▸ **TASK TO COMPLETE**: Please convert each line of the listing below into a Markdown table with the columns "Row" and "Text," numbering the rows and leaving out blank lines.
--- Begin EXERCISE DATA ---
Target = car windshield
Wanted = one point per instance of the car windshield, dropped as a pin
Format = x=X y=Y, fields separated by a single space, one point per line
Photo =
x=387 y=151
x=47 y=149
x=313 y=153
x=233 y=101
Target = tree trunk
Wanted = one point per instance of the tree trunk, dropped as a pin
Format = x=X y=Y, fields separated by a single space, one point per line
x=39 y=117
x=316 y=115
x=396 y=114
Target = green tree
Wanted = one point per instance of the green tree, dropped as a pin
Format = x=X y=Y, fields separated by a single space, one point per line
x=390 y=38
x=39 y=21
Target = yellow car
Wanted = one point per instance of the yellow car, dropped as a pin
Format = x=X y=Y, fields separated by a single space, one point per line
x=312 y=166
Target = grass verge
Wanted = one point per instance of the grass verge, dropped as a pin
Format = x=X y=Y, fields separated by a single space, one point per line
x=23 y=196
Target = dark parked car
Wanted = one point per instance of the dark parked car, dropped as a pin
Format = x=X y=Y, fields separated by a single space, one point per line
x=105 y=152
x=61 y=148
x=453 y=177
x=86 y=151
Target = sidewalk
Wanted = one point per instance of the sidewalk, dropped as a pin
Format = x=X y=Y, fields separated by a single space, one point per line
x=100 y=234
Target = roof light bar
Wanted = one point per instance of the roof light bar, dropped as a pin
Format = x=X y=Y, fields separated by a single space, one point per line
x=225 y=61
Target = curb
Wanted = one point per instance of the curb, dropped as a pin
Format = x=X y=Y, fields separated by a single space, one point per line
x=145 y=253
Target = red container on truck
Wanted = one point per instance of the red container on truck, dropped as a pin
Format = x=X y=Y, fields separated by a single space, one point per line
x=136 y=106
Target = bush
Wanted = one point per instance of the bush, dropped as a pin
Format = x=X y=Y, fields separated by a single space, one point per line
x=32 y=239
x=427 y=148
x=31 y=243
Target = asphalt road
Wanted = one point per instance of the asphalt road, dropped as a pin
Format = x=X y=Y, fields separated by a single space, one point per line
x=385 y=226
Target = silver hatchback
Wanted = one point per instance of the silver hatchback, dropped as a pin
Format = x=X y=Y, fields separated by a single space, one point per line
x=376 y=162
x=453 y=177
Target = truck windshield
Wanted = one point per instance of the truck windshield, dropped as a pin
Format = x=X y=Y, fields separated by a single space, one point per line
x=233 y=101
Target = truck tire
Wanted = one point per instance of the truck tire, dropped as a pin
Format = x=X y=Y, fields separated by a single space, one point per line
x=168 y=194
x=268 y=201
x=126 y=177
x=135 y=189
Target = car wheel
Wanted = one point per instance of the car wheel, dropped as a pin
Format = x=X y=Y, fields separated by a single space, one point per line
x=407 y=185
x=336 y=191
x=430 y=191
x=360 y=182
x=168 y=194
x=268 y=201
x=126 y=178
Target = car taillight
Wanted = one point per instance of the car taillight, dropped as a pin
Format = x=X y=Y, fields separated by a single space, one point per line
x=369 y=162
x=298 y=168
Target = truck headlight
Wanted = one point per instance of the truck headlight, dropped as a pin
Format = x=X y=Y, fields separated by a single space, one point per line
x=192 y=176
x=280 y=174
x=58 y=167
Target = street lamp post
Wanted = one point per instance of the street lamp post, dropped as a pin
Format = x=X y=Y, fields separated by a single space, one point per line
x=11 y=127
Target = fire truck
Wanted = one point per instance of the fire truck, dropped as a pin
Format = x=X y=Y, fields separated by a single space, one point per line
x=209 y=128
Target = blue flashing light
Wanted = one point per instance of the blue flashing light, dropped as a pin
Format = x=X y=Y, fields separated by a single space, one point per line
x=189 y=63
--- End EXERCISE DATA ---
▸ **RESULT OF THIS TASK**:
| Row | Text |
|---|---|
| 1 | Target = car windshield |
| 2 | Wanted = one point per instance of the car windshield, dropped as a pin |
| 3 | Format = x=X y=Y, fields separated by a single space, one point per line |
| 4 | Photo = |
| 5 | x=387 y=151 |
| 6 | x=47 y=149 |
| 7 | x=313 y=153 |
| 8 | x=233 y=101 |
| 9 | Target = tree trunk |
| 10 | Wanted = one point per instance of the tree trunk, dropped as a pin |
| 11 | Format = x=X y=Y, fields separated by a single space, one point per line |
| 12 | x=39 y=117 |
| 13 | x=316 y=115 |
| 14 | x=396 y=114 |
| 15 | Target = green tree |
| 16 | Wanted = one point per instance of the green tree, dropped as a pin |
| 17 | Format = x=X y=Y, fields separated by a single space, one point per line |
| 18 | x=390 y=38 |
| 19 | x=39 y=21 |
| 20 | Target = yellow car |
| 21 | Wanted = one point per instance of the yellow car, dropped as a pin |
| 22 | Format = x=X y=Y, fields separated by a single space, one point per line |
| 23 | x=312 y=166 |
| 24 | Target = grass verge |
| 25 | Wanted = one point per instance of the grass verge, dropped as a pin |
| 26 | Format = x=X y=Y, fields separated by a single space, one point per line |
| 27 | x=23 y=196 |
| 28 | Target = dark parked car |
| 29 | Wanted = one point per instance of the dark parked car, dropped as a pin |
| 30 | Format = x=X y=Y, fields separated by a single space, one point per line |
| 31 | x=105 y=152 |
| 32 | x=61 y=148 |
| 33 | x=453 y=177 |
| 34 | x=86 y=151 |
| 35 | Target = sidewalk |
| 36 | Wanted = one point per instance of the sidewalk, dropped as a pin |
| 37 | Format = x=X y=Y, fields separated by a single space, one point per line |
| 38 | x=100 y=234 |
| 39 | Target = roof light bar |
| 40 | Wanted = one point per instance of the roof light bar, dropped as a pin |
| 41 | Format = x=X y=Y, fields separated by a single space, one point per line |
| 42 | x=225 y=61 |
| 43 | Target = curb |
| 44 | Wanted = one point per instance of the curb, dropped as a pin |
| 45 | Format = x=X y=Y, fields separated by a single space, one point per line |
| 46 | x=145 y=253 |
| 47 | Target = red container on truck |
| 48 | Wanted = one point per instance of the red container on truck, dropped as a pin |
| 49 | Format = x=X y=Y, fields separated by a single space, one point per line |
| 50 | x=136 y=106 |
| 51 | Target = bush |
| 52 | Wanted = one point per instance of the bush, dropped as a pin |
| 53 | Format = x=X y=Y, fields separated by a single space, one point per line |
| 54 | x=32 y=239 |
| 55 | x=427 y=148 |
| 56 | x=31 y=243 |
| 57 | Target = asphalt road |
| 58 | Wanted = one point per instance of the asphalt road, dropped as a pin |
| 59 | Format = x=X y=Y, fields separated by a single space, one point per line |
| 60 | x=385 y=226 |
| 61 | Target = silver hatchback |
| 62 | Wanted = one point per instance of the silver hatchback, dropped as a pin |
| 63 | Format = x=X y=Y, fields separated by a single space, one point per line |
| 64 | x=376 y=162 |
| 65 | x=453 y=177 |
| 66 | Target = truck windshield |
| 67 | Wanted = one point per instance of the truck windshield, dropped as a pin |
| 68 | Format = x=X y=Y, fields separated by a single space, one point per line |
| 69 | x=233 y=101 |
| 70 | Target = truck tire |
| 71 | Wanted = one point per instance of the truck tire, dropped as a pin |
| 72 | Format = x=X y=Y, fields separated by a single space, one point per line |
| 73 | x=168 y=194 |
| 74 | x=268 y=201 |
| 75 | x=126 y=177 |
| 76 | x=135 y=189 |
| 77 | Target = car wheel |
| 78 | Wanted = one point per instance of the car wheel, dropped as a pin |
| 79 | Format = x=X y=Y, fields separated by a single space, one point per line |
| 80 | x=407 y=185 |
| 81 | x=336 y=191 |
| 82 | x=430 y=191 |
| 83 | x=360 y=182 |
| 84 | x=168 y=194 |
| 85 | x=268 y=201 |
| 86 | x=126 y=178 |
| 87 | Target = car taillight |
| 88 | Wanted = one point per instance of the car taillight, dropped as a pin |
| 89 | Format = x=X y=Y, fields separated by a single space, one point per line |
| 90 | x=369 y=162 |
| 91 | x=298 y=168 |
| 92 | Target = truck headlight |
| 93 | Wanted = one point per instance of the truck headlight, dropped as a pin |
| 94 | Format = x=X y=Y, fields separated by a single space, one point per line |
| 95 | x=192 y=176 |
| 96 | x=280 y=174 |
| 97 | x=58 y=167 |
| 98 | Target = street lamp post |
| 99 | Wanted = one point per instance of the street lamp post, dropped as a pin |
| 100 | Format = x=X y=Y, fields separated by a single space, one point per line |
| 101 | x=11 y=127 |
| 102 | Target = fire truck |
| 103 | Wanted = one point per instance of the fire truck, dropped as a pin |
| 104 | Format = x=X y=Y, fields separated by a single space, one point per line |
| 105 | x=209 y=128 |
| 106 | Target = blue flashing light |
| 107 | Wanted = one point per instance of the blue flashing light, dropped as a pin |
| 108 | Format = x=X y=Y, fields separated by a single space, one point per line |
| 109 | x=189 y=63 |